» **Source document**:
------------------------

The Nigeria Power Market size in terms of installed base is expected to grow from 15.45 gigawatt in 2025 to 28.05 gigawatt by 2030, at a CAGR of 12.68% during the forecast period (2025-2030).

The expansion reflects renewed policy momentum behind the federal 30-30-30 roadmap, state-level licensing reforms, and accelerating investment in both utility-scale and distributed assets. Thermal capacity still dominates because abundant domestic gas keeps generation costs below diesel, yet solar, wind, and hydro projects are scaling quickly as foreign investment, concessional finance, and pay-as-you-go business models close long-standing affordability gaps. Liquidity constraints, high technical and commercial losses, and currency depreciation remain clear hurdles, but targeted subsidies, smart-meter rollouts, and a foreign-exchange hedging window are beginning to improve cost recovery. Infrastructure vandalism continues to curb wheeling capacity, prompting utilities to deploy community engagement programs and round-the-clock surveillance. At the same time, private developers are concentrating on embedded and state-licensed projects that avoid the stressed national grid, ensuring that fresh capacity additions feed directly into bankable offtake arrangements. The convergence of these supply-side and regulatory shifts sets the stage for a deeper and more diverse Nigeria power market over the next five years.[1]Federal Ministry of Power, “Nigeria Electrification Roadmap,” power.gov.ng

Key Report Takeaways

  • By power source, thermal generation held 77.9% of the Nigeria power market share in 2024, while renewables are projected to advance at a 26.3% CAGR through 2030.
  • By end user, utilities accounted for 69.1% of the Nigeria power market size in 2024, whereas commercial and industrial demand is forecast to expand at a 17.1% CAGR to 2030.

------------------------

» **Exercise brief**: Carry on writing the Nigeria power market report from the point where it ends. The lines after this text have nothing to do with what is asked here.

» **Information shown**:

------------------------

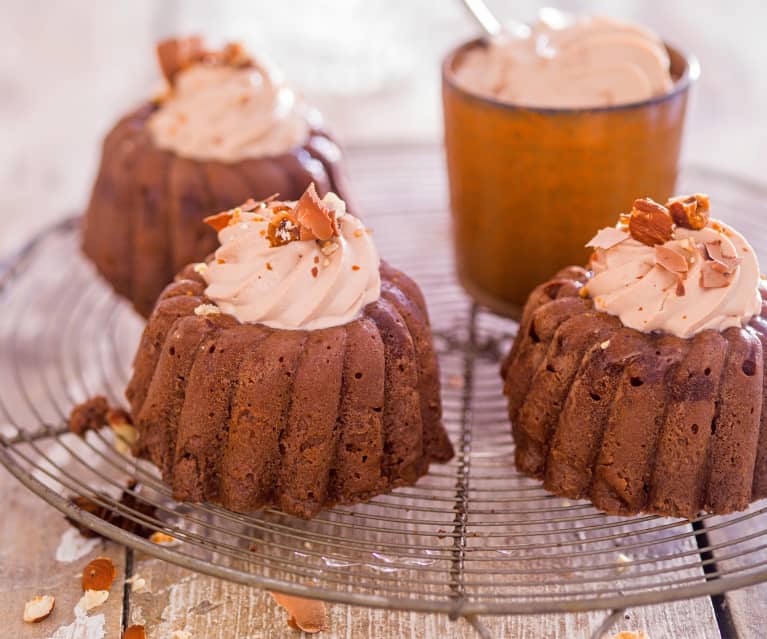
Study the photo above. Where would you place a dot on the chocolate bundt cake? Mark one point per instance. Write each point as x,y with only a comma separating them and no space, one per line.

------------------------

» **Solved exercise**:
Segment Analysis

By Power Source: Gas Anchors Thermal Dominance While Solar Scales

Thermal technology supplied 77.9% of installed capacity in 2024, making it the backbone of the Nigeria power market. Natural gas plants contributed more than 90% of thermal generation thanks to abundant reserves, flexible operating profiles, and fuel prices held at USD 2.50 per million British thermal units. The Nigeria power market size for gas plants is poised to expand further when the Ajaokuta-Kaduna-Kano pipeline adds 2.2 billion cubic feet per day of feedstock in 2025. Geregu’s 765 MW combined-cycle upgrade will push plant efficiency to 52% and lower variable costs, a move likely to influence other operators that still run open-cycle turbines. Coal remains marginal, supplying only 3% of thermal output because compliance costs and community opposition deter expansion.

Renewable energy is on a sharp ascent with a 26.3% CAGR through 2030, positioning the segment as the fastest-growing part of the Nigeria power market. Solar capacity stood at 850 MW in 2024, split between 320 MW utility scale and 530 MW distributed systems, and licensing approvals issued in 2024 point to a near-term pipeline above 1.8 GW. Hydroelectric dams contributed 12% of generation but face dry-season volatility, making solar and wind particularly attractive for diversification. The Nigeria power market share held by renewables will rise once licensed wind projects in Plateau and Adamawa States come online, once rehabilitation raises capacity factors at Kainji and Jebba dams. Early-stage nuclear projects, if advanced, could claim 8% of capacity by 2030, but they are unlikely to influence dispatch until site preparation and financing milestones are cleared.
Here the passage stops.